What you need to do:
Copy every line of the records below word for word, and leave the pictures out of your answer.

--------------------

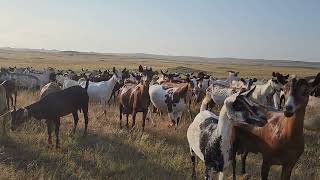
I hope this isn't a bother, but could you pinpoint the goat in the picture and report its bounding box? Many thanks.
[206,78,257,106]
[1,80,17,109]
[149,82,192,128]
[187,86,264,179]
[119,65,154,130]
[233,73,320,180]
[303,96,320,132]
[80,67,126,117]
[0,84,10,135]
[40,82,61,99]
[11,81,89,148]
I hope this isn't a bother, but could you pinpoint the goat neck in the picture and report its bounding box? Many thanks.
[285,103,306,138]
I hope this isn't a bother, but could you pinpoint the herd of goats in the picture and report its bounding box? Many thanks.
[0,65,320,180]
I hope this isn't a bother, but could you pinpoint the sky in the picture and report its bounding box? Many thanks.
[0,0,320,62]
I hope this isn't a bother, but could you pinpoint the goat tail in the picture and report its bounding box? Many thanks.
[84,78,89,91]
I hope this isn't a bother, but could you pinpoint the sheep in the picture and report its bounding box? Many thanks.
[80,68,126,117]
[0,84,10,135]
[233,73,320,180]
[11,81,89,148]
[1,80,17,109]
[40,82,61,99]
[303,96,320,131]
[187,87,260,179]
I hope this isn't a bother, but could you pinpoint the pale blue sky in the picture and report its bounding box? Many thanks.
[0,0,320,61]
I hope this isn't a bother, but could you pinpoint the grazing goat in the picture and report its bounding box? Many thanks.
[233,73,320,180]
[119,65,154,130]
[40,82,61,99]
[80,67,126,117]
[149,82,192,128]
[206,78,257,106]
[1,80,17,109]
[303,96,320,132]
[11,81,89,148]
[0,84,10,134]
[251,72,289,109]
[187,87,264,179]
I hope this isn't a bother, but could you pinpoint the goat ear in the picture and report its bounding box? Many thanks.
[311,73,320,87]
[139,65,143,72]
[160,69,166,76]
[241,86,257,97]
[284,74,289,79]
[252,78,258,83]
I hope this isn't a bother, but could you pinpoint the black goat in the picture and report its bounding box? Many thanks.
[11,80,89,148]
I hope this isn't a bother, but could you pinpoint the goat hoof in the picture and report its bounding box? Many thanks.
[191,174,197,180]
[242,174,250,180]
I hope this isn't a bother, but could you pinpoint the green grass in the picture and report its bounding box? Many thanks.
[0,53,320,180]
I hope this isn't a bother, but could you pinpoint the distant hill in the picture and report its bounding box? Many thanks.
[0,47,320,68]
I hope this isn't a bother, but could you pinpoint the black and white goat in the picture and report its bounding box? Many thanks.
[11,80,89,148]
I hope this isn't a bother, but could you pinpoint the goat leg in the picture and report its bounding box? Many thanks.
[261,157,271,180]
[126,114,129,128]
[14,91,17,110]
[46,120,52,146]
[281,164,293,180]
[72,112,79,134]
[241,149,248,174]
[142,110,148,131]
[190,148,196,180]
[131,111,137,128]
[82,107,89,137]
[55,118,60,148]
[118,104,123,129]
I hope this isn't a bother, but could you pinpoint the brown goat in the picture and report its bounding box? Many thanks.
[1,80,18,109]
[233,73,320,180]
[119,65,154,130]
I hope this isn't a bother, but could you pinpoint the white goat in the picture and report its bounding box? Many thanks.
[80,68,126,116]
[187,87,260,179]
[0,84,11,135]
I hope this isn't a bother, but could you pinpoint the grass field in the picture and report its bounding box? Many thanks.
[0,50,320,180]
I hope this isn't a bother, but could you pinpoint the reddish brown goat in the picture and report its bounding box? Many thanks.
[119,65,154,130]
[234,73,320,180]
[1,80,17,109]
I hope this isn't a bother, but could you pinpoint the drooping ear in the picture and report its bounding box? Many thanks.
[240,78,247,84]
[139,65,143,72]
[241,86,257,97]
[160,69,168,76]
[252,78,258,83]
[311,73,320,87]
[284,74,290,79]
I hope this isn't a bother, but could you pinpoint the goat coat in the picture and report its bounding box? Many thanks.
[25,86,89,120]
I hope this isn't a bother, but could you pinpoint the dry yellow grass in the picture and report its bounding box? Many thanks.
[0,51,320,180]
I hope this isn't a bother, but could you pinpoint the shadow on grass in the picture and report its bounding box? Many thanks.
[0,129,186,179]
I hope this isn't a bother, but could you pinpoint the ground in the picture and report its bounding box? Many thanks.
[0,52,320,180]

--------------------

Result of the exercise:
I hope this isn't a bother, but could you pinpoint the goat in the picture and report its bounding box? Many thanks.
[206,78,257,106]
[1,80,17,109]
[149,82,192,128]
[187,86,264,179]
[119,65,154,130]
[233,73,320,180]
[303,96,320,132]
[80,67,126,117]
[0,84,10,135]
[40,82,61,99]
[11,81,89,148]
I hope this isn't a bother, but could you pinpoint the goat neck in the picture and report its bounding box? Many thanks.
[285,103,306,138]
I hope this isn't a bother, but could you pinpoint the herd of goats in the picture and report its bounding box? Many thanks.
[0,65,320,180]
I hope this isn't a bother, but could you pinpoint the sky in the picture and report its bounding box? Many thanks.
[0,0,320,62]
I hope this isn't a bother, but could you pinpoint the goat tail in the picture and report its bounding box? Many thanks.
[84,78,89,91]
I hope this isn't a bother, but could you pinpoint the sheep in the picture and report its bounding box? Many thanks.
[80,68,126,117]
[0,84,10,135]
[233,73,320,180]
[11,81,89,148]
[1,80,17,109]
[40,82,61,99]
[303,96,320,131]
[187,87,260,179]
I hope this isn't a bother, but could you pinpoint the pale blue sky in the picture and report its bounding box? Many thanks.
[0,0,320,61]
I hope this isn't a bother, but could you pinpoint the grazing goat in the picture and report its bounding box? Many thanks.
[233,73,320,180]
[119,65,154,130]
[40,82,61,99]
[80,67,126,117]
[149,82,192,128]
[206,78,257,106]
[1,80,17,109]
[303,96,320,132]
[11,81,89,148]
[0,84,10,134]
[251,72,289,109]
[187,87,264,179]
I hope this isn't a bother, but could you pinpoint the goat ear in the picture and report its bounding box? Many thanks.
[311,73,320,87]
[139,65,143,72]
[160,69,166,76]
[241,86,257,97]
[284,74,289,79]
[252,78,258,83]
I hope this isn't a bother, but could you pinpoint the black goat in the picture and report its bounding box? Many thanks.
[11,80,89,148]
I hope this isn't a bother, but could you pinpoint the goat hoof in the picture and report its bounding box? Many thanks.
[191,174,197,180]
[242,174,250,180]
I hope this isn't a bother, but could you pinpoint the green grass in the picture and report its bounding box? Many thanks.
[0,53,320,180]
I hope this isn't a bother, but could you pinpoint the distant hill in the picture and report its bounding box? Many thanks.
[0,47,320,68]
I hope this isn't a bother, but could you pinpoint the black and white goat in the picture and report its bounding box? Many thanks.
[11,80,89,148]
I hope this isn't a bother, but could you pinpoint the goat leg in the picture and report its bounding box? Many thanks.
[261,157,271,180]
[126,114,129,128]
[14,91,17,110]
[46,120,52,146]
[281,164,293,180]
[72,112,79,134]
[241,149,248,174]
[142,110,148,131]
[190,148,196,180]
[131,111,137,128]
[82,107,89,137]
[55,118,60,148]
[118,104,123,129]
I hope this isn't a bother, but could you pinpoint the brown goat in the picture and report its bounding box? Many thanks.
[1,80,18,109]
[233,73,320,180]
[119,65,154,130]
I hope this isn't a bother, but could you pinpoint the white goat in the picture and report its bounding box? Many thanks.
[80,68,126,116]
[187,87,260,179]
[0,84,11,135]
I hope this isn't a bother, but could you pinpoint the grass field in the picture and report its bounding box? Many thanks.
[0,50,320,180]
I hope this isn't a bother, but could you pinpoint the reddish brown goat in the picture and report its bounding box? Many thanks.
[119,65,154,130]
[234,73,320,180]
[1,80,17,109]
I hope this isn't a bother, but could you pinpoint the drooping ear in the picture and report its bounding box? Many thanks.
[240,78,247,84]
[139,65,143,72]
[241,86,257,97]
[160,69,168,76]
[252,78,258,83]
[311,73,320,87]
[284,74,290,79]
I hope this isn't a bother, but could you pinpoint the goat coat in the picture and report its bounding box? Many thanks.
[25,86,89,120]
I hope this isn't a bother, but could you pinpoint the dry yellow grass in the picture and report its bounding box? Many thanks.
[0,51,320,180]
I hope this isn't a bother, but could you pinpoint the shadow on grass in the picture and report its bounding box? Many thanks.
[0,129,186,179]
I hope this isn't a bother, but could you pinpoint the ground in the picture and report its bounding box? Many thanks.
[0,52,320,180]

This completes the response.